Start of Records for this exercise

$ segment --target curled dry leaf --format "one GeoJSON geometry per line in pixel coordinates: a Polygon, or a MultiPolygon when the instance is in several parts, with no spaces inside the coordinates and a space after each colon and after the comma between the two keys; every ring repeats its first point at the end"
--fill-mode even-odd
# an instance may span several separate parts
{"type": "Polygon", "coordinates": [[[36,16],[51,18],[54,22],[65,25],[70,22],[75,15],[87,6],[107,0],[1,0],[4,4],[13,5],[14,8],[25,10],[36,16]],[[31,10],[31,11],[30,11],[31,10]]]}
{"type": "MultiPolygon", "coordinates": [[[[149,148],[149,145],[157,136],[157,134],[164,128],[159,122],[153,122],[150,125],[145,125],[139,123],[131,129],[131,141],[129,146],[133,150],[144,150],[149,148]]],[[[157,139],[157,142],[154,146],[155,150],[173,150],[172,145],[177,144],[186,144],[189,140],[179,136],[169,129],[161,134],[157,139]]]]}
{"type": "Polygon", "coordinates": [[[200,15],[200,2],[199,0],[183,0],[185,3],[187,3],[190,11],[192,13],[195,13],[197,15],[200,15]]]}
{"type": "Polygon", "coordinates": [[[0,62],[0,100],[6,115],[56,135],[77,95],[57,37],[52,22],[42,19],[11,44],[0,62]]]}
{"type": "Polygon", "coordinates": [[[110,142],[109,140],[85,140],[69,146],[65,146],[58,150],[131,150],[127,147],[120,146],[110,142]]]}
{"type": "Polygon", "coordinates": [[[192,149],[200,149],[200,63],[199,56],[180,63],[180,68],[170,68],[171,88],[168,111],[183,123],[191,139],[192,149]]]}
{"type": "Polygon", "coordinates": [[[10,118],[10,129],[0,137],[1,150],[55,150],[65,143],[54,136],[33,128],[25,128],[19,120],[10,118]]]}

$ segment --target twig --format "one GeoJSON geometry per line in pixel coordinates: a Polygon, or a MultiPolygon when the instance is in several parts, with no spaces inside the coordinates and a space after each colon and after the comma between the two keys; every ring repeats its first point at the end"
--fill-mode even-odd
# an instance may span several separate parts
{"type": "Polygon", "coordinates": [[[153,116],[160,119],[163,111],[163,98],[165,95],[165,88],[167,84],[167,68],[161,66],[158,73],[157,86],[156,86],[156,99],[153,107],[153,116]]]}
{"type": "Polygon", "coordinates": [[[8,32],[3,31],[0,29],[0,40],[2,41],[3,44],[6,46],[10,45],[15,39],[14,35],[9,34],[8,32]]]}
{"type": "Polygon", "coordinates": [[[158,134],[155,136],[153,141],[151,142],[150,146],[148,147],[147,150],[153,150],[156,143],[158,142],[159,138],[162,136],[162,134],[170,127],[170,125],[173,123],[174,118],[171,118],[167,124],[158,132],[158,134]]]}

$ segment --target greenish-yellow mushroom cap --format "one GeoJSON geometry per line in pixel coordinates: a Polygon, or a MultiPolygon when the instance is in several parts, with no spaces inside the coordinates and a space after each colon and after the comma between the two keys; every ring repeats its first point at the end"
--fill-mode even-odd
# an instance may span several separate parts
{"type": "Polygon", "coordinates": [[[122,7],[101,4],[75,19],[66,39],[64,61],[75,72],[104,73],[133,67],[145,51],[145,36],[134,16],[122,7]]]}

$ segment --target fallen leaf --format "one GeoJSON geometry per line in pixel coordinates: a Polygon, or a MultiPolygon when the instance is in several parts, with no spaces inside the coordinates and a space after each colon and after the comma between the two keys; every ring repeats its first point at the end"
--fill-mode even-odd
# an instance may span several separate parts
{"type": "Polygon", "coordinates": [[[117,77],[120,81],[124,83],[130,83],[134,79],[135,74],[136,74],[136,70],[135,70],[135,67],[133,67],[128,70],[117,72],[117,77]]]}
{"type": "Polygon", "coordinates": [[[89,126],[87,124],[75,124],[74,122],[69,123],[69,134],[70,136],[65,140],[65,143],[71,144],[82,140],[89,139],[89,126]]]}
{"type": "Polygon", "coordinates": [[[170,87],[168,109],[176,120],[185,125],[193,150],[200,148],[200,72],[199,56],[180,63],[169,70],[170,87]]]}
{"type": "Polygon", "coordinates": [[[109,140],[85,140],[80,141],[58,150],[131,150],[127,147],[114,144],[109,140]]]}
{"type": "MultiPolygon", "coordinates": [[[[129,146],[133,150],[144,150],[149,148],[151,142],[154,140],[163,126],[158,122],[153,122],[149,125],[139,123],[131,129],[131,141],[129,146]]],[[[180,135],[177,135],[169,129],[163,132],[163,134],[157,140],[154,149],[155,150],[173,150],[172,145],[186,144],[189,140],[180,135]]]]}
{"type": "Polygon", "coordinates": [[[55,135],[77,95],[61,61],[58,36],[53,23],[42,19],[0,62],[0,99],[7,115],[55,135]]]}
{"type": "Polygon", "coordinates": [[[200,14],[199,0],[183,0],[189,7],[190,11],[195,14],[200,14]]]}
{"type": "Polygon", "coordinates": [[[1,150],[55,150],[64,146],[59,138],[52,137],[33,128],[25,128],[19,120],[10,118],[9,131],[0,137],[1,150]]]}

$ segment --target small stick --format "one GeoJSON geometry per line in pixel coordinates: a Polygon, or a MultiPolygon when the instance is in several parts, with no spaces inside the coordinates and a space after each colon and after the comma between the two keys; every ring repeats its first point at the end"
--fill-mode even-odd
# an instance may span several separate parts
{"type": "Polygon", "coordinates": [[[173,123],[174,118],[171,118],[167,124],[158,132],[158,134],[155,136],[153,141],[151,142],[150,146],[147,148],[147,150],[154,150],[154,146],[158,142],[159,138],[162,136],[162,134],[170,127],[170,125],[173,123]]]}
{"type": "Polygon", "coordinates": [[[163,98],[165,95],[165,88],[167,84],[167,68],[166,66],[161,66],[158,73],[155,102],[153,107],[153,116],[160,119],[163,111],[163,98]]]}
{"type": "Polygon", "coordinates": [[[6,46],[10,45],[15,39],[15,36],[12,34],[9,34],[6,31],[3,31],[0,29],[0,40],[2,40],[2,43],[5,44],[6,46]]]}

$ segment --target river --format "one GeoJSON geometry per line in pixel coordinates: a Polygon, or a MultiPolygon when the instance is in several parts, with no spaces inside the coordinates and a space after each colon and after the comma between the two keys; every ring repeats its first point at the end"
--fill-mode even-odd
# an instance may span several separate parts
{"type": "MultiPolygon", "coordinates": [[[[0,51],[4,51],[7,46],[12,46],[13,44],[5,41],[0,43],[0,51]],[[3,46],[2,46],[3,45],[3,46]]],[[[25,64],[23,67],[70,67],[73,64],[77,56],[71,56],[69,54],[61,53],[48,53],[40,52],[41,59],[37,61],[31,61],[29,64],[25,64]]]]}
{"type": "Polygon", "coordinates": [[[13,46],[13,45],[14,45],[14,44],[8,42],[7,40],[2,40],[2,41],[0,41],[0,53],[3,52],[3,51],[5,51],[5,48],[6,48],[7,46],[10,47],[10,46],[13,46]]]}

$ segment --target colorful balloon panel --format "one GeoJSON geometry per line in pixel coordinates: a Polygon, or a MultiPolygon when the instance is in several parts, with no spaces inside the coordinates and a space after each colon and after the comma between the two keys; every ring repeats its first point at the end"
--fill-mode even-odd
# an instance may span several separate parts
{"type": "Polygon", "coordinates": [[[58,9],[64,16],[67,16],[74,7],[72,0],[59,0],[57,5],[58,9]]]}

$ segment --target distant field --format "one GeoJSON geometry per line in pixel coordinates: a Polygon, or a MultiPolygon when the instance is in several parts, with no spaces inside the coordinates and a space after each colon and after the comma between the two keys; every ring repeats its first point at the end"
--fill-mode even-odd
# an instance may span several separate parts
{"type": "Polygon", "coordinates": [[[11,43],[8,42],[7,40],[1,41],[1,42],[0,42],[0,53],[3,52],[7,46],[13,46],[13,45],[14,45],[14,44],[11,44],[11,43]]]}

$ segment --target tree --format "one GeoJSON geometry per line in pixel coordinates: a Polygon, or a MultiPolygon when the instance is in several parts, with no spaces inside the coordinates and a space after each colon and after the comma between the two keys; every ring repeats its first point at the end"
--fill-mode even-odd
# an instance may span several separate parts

End of Records for this exercise

Output the lines running from the one containing "segment --target tree" through the end of the records, inclusive, as a JSON list of strings with one string per line and blank lines omitted.

■ Result of the task:
[
  "$ segment --target tree --format \"one GeoJSON geometry per line in pixel coordinates: a Polygon, or a MultiPolygon when the instance is in several parts, with no spaces inside the coordinates and a space after each colon and after the comma between the two keys; every ring repeats its first point at the end\"",
  "--fill-mode even-odd",
  "# an instance may span several separate parts"
]